◆ Exercise aim: Express the listing lines from the line with "the snow-covered river" to the line with "point(561, 691)", both included, as a JSON list of strings with one string per line. Skip any blank lines.

◆ Dataset entries:
- - - -

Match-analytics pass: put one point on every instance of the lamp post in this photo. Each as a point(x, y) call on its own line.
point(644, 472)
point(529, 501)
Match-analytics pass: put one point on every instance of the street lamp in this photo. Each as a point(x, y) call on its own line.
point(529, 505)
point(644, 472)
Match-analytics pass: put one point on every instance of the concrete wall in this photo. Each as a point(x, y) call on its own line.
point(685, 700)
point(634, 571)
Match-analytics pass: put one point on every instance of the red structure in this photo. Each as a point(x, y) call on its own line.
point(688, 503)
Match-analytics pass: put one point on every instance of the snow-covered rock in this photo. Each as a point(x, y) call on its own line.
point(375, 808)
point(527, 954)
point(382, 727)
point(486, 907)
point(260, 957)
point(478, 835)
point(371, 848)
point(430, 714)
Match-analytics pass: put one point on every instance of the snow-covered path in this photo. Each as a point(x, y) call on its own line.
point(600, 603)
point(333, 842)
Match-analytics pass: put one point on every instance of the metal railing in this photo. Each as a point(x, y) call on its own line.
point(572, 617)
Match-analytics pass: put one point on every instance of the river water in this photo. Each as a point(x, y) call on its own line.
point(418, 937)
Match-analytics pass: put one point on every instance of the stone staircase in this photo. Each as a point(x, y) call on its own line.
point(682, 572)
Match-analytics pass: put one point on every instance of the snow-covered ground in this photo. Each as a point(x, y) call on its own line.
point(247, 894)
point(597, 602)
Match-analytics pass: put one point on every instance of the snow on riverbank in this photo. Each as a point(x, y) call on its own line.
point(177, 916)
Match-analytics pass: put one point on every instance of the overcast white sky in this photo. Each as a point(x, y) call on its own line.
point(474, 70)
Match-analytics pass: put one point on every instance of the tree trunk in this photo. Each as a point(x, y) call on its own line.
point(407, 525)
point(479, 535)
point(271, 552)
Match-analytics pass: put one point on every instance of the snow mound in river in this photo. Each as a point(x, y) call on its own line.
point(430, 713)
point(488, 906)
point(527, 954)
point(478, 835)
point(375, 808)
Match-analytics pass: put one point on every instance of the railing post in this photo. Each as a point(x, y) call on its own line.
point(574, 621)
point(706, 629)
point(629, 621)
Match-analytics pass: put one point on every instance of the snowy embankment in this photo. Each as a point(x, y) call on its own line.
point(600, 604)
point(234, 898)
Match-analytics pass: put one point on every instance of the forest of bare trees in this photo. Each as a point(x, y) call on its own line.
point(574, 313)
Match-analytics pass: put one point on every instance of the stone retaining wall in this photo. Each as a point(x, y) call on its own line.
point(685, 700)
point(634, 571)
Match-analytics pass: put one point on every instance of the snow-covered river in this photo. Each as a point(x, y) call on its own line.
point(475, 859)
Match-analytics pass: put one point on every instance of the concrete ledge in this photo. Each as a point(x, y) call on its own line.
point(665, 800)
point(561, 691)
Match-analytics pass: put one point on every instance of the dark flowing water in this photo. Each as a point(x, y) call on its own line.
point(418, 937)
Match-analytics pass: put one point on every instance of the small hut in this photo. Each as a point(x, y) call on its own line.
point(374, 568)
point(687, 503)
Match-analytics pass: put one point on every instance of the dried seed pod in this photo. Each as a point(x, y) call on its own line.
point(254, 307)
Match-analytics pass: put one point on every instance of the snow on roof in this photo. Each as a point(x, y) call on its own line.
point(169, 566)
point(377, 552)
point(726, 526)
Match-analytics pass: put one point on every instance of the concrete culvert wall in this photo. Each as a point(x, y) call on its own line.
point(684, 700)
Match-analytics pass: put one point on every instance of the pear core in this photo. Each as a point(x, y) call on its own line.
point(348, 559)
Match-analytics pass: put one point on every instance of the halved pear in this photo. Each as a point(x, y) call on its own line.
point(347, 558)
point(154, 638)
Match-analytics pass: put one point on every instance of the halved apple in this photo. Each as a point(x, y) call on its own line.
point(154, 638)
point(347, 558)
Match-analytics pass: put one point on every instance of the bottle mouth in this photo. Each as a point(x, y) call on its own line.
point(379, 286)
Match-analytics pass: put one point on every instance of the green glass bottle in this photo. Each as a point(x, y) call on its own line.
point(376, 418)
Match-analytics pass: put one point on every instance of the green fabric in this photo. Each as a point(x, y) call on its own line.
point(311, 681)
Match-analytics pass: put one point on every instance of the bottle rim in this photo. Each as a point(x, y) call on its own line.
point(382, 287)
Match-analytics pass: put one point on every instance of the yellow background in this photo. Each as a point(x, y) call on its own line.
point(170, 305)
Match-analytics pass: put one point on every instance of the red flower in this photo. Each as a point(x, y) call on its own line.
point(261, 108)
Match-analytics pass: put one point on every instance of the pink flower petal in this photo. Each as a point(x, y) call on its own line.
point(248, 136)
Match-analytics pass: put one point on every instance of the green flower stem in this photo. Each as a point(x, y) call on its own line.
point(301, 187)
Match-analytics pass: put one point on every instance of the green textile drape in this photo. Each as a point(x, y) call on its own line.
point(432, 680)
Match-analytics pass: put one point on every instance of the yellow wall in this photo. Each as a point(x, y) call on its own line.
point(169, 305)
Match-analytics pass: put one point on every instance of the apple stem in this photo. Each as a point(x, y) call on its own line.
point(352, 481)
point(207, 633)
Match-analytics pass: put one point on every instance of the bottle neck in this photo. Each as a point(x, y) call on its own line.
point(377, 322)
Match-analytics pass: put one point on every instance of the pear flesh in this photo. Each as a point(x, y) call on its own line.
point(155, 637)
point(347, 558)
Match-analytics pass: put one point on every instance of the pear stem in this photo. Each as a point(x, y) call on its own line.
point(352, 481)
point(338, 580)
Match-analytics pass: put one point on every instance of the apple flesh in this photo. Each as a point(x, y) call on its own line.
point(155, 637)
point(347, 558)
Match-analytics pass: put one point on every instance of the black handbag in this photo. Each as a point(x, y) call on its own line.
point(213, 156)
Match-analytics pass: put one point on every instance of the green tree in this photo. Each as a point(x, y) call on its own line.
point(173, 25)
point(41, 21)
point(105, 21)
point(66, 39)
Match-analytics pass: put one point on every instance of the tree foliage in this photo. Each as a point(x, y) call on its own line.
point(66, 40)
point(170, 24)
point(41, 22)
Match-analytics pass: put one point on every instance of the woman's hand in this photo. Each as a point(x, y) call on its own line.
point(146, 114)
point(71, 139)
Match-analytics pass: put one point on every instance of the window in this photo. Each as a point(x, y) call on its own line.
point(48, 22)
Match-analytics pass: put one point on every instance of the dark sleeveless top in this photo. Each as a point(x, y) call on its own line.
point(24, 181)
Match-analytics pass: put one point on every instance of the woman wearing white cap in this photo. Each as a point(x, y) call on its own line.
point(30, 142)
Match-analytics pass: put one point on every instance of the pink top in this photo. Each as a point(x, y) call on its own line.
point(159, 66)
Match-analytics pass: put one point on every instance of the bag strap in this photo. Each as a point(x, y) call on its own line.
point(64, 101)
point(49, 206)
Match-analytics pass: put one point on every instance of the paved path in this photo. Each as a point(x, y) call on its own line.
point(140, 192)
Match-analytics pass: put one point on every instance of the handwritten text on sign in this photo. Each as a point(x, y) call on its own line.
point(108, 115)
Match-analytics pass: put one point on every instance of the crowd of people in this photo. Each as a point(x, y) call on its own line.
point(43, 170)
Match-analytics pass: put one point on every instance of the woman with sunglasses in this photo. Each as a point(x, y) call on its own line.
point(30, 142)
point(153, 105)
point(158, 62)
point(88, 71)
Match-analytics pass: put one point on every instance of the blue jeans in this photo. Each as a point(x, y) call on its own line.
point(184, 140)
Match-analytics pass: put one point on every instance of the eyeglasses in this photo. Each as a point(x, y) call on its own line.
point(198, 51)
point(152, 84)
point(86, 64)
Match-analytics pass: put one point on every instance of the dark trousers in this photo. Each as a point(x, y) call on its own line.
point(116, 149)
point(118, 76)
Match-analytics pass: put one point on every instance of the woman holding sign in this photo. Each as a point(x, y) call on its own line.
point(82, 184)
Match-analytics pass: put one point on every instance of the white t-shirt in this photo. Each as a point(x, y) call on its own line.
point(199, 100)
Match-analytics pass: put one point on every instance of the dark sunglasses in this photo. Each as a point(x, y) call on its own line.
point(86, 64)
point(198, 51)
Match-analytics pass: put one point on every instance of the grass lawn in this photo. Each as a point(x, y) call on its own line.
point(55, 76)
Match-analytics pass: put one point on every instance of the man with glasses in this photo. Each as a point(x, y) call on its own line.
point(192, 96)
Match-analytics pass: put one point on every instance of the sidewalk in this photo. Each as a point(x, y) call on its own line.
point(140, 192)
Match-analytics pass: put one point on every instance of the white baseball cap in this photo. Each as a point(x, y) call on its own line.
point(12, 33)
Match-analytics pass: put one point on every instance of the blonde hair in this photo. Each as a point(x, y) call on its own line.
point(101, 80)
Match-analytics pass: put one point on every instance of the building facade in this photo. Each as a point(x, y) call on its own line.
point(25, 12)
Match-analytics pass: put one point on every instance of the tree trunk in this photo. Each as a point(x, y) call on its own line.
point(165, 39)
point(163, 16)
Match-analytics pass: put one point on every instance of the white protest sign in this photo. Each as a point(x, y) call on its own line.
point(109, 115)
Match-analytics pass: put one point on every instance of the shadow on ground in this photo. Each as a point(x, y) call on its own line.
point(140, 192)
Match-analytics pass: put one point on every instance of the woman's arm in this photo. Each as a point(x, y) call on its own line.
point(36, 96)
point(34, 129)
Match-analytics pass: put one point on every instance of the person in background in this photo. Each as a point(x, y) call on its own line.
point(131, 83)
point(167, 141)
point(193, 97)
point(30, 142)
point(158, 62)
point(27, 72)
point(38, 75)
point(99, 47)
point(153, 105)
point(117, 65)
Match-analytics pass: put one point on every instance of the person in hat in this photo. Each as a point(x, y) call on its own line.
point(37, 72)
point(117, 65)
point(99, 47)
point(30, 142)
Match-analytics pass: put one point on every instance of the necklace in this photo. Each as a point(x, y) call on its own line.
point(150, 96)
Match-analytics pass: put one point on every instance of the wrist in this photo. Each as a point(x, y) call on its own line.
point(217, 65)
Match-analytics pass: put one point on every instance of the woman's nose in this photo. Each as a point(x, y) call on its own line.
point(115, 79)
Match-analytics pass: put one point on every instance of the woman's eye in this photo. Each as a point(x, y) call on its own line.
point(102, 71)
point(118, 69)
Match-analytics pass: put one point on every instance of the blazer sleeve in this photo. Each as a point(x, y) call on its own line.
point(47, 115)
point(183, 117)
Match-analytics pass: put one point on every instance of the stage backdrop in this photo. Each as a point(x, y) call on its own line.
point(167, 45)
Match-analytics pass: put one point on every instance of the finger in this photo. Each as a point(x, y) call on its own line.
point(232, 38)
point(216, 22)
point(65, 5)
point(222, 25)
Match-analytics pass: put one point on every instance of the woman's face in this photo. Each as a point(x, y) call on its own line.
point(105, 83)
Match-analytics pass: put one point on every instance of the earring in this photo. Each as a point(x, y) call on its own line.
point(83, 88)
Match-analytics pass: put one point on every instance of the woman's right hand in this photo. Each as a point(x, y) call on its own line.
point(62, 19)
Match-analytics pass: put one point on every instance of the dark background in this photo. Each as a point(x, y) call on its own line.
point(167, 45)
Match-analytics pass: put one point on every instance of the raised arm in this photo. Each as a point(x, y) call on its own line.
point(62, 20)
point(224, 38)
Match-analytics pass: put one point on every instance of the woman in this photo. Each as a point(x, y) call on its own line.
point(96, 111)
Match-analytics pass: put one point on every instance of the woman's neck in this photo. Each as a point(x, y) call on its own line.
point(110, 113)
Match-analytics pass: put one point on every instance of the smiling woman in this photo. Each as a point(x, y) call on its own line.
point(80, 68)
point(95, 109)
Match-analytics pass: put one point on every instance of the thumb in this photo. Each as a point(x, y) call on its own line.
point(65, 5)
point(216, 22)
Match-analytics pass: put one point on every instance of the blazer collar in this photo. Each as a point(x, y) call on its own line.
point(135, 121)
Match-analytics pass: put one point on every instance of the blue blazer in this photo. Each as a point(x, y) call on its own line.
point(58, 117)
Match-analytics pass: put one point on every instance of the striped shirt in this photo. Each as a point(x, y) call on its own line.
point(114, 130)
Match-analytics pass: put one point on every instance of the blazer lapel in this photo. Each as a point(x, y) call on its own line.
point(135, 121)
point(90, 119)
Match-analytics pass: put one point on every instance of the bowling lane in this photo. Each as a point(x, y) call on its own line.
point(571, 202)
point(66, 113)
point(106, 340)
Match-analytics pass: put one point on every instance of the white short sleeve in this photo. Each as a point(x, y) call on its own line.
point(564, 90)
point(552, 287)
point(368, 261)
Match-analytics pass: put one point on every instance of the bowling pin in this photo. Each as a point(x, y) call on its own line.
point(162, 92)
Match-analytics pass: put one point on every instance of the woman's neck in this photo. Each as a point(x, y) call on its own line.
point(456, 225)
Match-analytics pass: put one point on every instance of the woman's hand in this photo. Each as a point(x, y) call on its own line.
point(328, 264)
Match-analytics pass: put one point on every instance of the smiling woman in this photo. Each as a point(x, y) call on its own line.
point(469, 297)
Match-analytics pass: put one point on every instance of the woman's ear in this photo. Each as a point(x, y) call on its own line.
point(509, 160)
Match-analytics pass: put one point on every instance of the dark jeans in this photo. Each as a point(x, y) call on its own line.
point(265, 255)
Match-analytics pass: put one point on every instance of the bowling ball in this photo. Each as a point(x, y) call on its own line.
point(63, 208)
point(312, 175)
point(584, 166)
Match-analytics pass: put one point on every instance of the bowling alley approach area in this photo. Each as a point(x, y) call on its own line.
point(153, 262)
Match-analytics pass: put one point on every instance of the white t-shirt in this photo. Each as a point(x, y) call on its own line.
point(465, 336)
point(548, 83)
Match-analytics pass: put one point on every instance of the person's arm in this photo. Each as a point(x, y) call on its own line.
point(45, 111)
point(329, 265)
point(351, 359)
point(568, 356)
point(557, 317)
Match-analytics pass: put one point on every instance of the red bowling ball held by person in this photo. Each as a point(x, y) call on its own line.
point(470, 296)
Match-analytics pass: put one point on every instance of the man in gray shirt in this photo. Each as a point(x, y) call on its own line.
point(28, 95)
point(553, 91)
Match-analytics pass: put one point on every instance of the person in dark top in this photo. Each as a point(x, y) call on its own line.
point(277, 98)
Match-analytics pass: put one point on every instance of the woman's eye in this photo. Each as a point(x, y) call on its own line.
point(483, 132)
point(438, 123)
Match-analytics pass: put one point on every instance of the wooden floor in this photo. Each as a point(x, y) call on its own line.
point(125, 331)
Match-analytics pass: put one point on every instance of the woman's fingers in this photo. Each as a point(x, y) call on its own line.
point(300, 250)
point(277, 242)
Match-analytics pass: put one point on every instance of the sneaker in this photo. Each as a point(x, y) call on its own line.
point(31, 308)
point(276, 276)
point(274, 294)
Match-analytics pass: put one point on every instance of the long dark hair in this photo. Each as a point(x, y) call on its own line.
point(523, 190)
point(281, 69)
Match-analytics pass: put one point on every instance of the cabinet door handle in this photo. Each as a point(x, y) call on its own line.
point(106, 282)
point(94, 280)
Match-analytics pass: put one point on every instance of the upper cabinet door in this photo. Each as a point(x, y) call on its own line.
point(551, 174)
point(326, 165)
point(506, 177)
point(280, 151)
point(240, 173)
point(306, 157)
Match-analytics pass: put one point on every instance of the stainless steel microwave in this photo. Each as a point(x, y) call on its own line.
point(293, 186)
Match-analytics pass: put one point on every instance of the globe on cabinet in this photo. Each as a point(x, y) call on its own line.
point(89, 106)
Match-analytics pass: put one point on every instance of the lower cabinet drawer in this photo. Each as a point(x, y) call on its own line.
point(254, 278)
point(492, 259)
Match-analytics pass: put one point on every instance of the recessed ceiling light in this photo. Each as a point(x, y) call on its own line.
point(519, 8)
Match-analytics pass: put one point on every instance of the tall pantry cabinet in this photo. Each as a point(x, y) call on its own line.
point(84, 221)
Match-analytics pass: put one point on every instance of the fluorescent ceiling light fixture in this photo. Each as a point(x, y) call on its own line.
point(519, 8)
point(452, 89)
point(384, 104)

- - - -

◆ Output for this task:
[
  "Match-analytics pass: put one point on every instance of the snow-covered river in this photo. Each as a point(x, y) call on its own line.",
  "point(475, 859)",
  "Match-analytics pass: put one point on every instance of the concrete ledge in this photo. Each as a point(x, y) call on its own line.",
  "point(665, 800)",
  "point(561, 691)"
]